百人一首や枕草子にヒトの不変を読む
第74講(下記参照)では、身近なものからの探究ということで「紅葉」を取り上げました。百人一首でも桜の歌5首に対し、紅葉の歌は6首。僅差ですがトップなのです。
なかでも「奥山に 紅葉(もみぢ)ふみわけ なく鹿の こゑきく時ぞ 秋はかなしき(*1)」には秋の色、音、情感のすべてが揃っており、秋を詠んだ句として最高、ともいわれます。
中学生になって初めて古典に触れたとき、まず驚いたのは、それが理解できる・共感できる、ということでした。
「ちいさきもの」を「かわいい」と思い、「春はあけぼの」を「をかし」と謳う枕草子に共感できるということは、少なくともここ千年、人の情の本質は変わらなかったということです。
百人一首は、その43首が恋の歌といいます。他にも四季を歌ったものが32首。でも、あえて分類すると、ただの恋心や自然賛美ではなく、多くが相手や左遷への恨み節だったりします。組織や上司が悪いとか(笑)
*1 伝説の歌人 猿丸大夫の作とされるが、初出の古今和歌集では詠み人知らずとなっている。
「恨みわび 干さぬ袖だに あるものを 恋に朽ちなむ 名こそ惜しけれ」相模(さがみ)

__抜粋データ__:
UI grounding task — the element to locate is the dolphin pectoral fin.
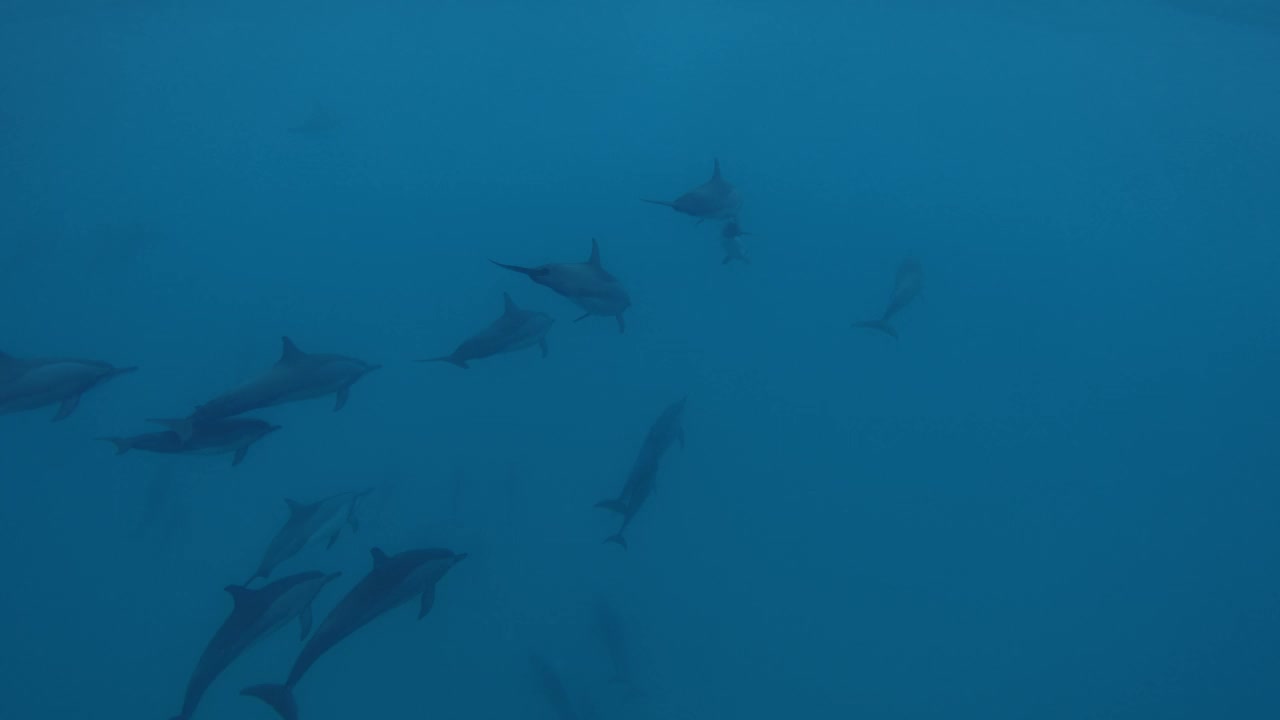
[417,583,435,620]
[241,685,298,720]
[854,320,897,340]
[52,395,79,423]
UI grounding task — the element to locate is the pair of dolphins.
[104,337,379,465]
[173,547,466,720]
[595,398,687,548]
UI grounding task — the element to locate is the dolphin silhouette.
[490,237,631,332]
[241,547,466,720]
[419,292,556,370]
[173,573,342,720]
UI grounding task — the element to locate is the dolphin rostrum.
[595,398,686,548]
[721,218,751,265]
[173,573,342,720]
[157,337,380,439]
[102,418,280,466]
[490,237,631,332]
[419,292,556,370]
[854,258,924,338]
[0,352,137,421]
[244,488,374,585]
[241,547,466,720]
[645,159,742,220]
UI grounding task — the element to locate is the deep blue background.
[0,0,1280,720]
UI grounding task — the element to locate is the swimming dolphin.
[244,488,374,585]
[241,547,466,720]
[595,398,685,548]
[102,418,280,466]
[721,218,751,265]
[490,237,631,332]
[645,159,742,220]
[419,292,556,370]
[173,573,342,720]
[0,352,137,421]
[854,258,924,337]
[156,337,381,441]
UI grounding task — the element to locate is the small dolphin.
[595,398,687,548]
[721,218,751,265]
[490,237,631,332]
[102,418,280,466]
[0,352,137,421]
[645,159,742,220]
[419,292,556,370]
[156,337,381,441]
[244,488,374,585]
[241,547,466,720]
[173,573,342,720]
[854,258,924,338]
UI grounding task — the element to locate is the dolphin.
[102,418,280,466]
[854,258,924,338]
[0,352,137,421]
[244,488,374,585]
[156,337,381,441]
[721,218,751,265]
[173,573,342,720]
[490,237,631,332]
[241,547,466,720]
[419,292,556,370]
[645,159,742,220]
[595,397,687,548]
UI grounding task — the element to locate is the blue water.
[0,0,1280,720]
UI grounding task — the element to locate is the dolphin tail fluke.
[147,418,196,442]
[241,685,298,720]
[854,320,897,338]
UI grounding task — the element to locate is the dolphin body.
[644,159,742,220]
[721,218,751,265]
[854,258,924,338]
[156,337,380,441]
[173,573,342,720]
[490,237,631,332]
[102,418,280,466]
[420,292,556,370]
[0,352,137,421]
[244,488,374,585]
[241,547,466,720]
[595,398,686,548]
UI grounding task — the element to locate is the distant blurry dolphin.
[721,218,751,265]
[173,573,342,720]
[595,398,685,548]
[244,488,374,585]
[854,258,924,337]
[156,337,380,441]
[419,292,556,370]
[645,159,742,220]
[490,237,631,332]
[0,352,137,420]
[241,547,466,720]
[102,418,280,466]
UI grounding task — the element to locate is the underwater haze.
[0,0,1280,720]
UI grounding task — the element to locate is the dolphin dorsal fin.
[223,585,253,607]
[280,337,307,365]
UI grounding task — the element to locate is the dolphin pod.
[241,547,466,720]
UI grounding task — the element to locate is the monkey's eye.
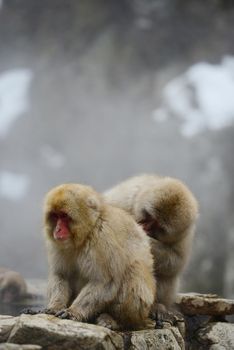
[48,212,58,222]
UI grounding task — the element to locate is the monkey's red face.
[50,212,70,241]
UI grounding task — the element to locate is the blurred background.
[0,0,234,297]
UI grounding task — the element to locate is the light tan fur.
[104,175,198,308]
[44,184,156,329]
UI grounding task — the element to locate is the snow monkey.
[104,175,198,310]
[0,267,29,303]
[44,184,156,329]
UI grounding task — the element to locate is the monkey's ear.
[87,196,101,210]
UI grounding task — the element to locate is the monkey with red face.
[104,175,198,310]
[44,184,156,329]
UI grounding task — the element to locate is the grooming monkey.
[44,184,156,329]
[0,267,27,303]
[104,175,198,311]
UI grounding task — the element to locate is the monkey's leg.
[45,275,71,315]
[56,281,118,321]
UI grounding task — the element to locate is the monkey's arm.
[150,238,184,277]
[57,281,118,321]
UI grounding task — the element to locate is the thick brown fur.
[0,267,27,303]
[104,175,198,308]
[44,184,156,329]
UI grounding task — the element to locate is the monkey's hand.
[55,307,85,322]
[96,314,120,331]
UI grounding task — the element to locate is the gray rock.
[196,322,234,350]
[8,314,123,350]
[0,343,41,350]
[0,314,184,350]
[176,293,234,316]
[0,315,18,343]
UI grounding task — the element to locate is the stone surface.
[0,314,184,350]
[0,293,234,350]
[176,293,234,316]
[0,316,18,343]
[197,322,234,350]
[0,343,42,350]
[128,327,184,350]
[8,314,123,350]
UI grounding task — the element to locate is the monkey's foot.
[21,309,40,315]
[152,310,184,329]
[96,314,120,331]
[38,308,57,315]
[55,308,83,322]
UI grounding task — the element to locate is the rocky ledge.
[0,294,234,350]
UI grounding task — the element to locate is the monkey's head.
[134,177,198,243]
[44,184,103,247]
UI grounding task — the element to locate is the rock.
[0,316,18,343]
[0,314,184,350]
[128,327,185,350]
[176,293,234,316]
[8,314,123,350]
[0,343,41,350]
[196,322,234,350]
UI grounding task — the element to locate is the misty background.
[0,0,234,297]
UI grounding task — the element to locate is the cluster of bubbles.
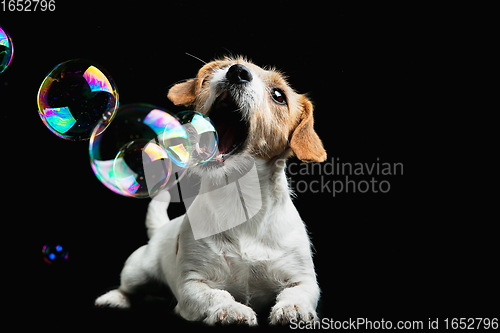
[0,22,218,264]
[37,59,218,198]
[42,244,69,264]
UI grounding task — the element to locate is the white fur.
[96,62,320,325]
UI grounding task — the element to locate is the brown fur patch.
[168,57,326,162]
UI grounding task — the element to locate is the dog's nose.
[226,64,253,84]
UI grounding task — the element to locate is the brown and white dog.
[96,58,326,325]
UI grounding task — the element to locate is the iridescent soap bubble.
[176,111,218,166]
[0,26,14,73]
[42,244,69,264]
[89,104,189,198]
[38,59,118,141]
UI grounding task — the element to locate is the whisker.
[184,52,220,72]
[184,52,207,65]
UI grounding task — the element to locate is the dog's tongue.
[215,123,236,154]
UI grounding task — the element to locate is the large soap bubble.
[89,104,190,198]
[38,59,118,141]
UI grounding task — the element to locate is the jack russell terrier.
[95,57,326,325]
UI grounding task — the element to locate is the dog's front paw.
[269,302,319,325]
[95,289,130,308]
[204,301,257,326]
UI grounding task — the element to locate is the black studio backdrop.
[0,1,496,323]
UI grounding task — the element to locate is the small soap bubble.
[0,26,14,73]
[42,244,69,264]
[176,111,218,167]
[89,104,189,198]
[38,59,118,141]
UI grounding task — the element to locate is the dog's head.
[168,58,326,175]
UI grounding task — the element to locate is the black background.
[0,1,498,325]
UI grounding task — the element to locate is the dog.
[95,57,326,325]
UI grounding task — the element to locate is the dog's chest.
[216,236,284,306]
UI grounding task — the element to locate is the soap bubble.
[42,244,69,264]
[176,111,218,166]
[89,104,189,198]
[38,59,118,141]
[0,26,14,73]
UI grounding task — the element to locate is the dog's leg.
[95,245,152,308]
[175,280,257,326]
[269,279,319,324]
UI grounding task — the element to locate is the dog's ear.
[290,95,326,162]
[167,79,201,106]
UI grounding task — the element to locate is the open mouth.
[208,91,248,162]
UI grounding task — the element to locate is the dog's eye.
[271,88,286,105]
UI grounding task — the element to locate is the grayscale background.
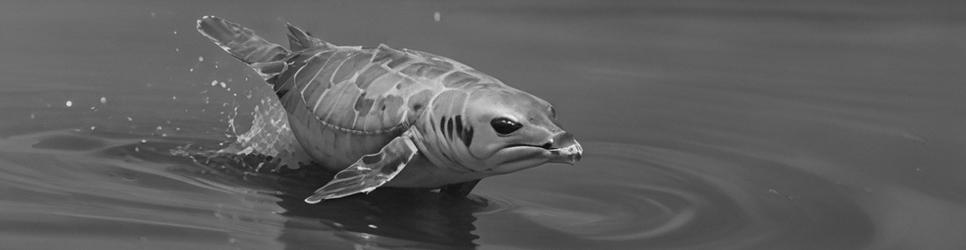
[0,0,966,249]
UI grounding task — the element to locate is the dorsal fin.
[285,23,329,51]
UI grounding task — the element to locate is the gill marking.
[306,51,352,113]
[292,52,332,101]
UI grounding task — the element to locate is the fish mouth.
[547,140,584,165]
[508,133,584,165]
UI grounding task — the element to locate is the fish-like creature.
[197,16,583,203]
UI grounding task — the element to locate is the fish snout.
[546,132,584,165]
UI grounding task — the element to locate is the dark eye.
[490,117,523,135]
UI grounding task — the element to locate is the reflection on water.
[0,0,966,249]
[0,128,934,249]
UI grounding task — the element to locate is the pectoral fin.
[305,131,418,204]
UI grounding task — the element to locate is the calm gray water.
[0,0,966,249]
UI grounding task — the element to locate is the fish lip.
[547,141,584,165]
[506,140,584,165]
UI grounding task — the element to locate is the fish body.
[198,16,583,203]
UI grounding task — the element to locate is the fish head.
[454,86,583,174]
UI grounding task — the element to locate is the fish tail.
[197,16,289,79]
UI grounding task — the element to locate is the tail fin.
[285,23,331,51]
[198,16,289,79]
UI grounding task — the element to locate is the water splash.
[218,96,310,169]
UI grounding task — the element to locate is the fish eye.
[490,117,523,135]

__課題__:
- A) 百人一首と枕草子についての本文を、二文で要約してください。
- B) 百人一首と枕草子についての本文を、最後に引かれた相模の歌のあとから書き継ぐこと。

__解答__:
- A) 百人一首では紅葉の歌が6首と桜の歌の5首をわずかに上回り、なかでも「奥山に」の歌は秋の色、音、情感が揃った最高の句ともいわれる。枕草子や百人一首に共感できることは、少なくともここ千年、人の情の本質が変わらなかったことを示しており、百人一首は43首が恋の歌、32首が四季の歌だが、あえて分類すると多くが相手や左遷への恨み節だったりする。

- B)
「契(ちぎ)りおきし させもが露を 命にて あはれ今年の 秋もいぬめり」藤原基俊(もととし)
相模の歌は、強烈です。恋のために、身も心も、そして自分の名声までもが朽ちようとしているのが悔しい!というもの。歌人として名を上げ、夫の任地名で呼ばれるようにもなりましたが、その後離婚。代々の勅撰(ちょくせん)集に百首余の歌が入る著名歌人の代表作です。発表した歌会でも大騒ぎになったとか。
藤原基俊は道長のひ孫ですが出世はできませんでした。この歌はなんと、息子の裏口入学(のようなもの)を権力者(*2)に頼んで快諾を得た(契りおきし)のに、それが反故にされた、あー悔しい、というものなのです。
*2 時の権力者は藤原忠通。ちなみに小倉百人一首では、基俊の前にライバルの源俊頼の歌が、後ろにその藤原忠通の歌が置かれている。百人一首、恐るべし。
ヒトの心の変わらない部分、が、こういったところから見て取れます。
2700年変わらない「イマドキの若者」論
紀元前400年頃に書かれた……
興味深い記事でまだまだ続きますが、本文の続きはこちらから(ダイアモンドオンライン)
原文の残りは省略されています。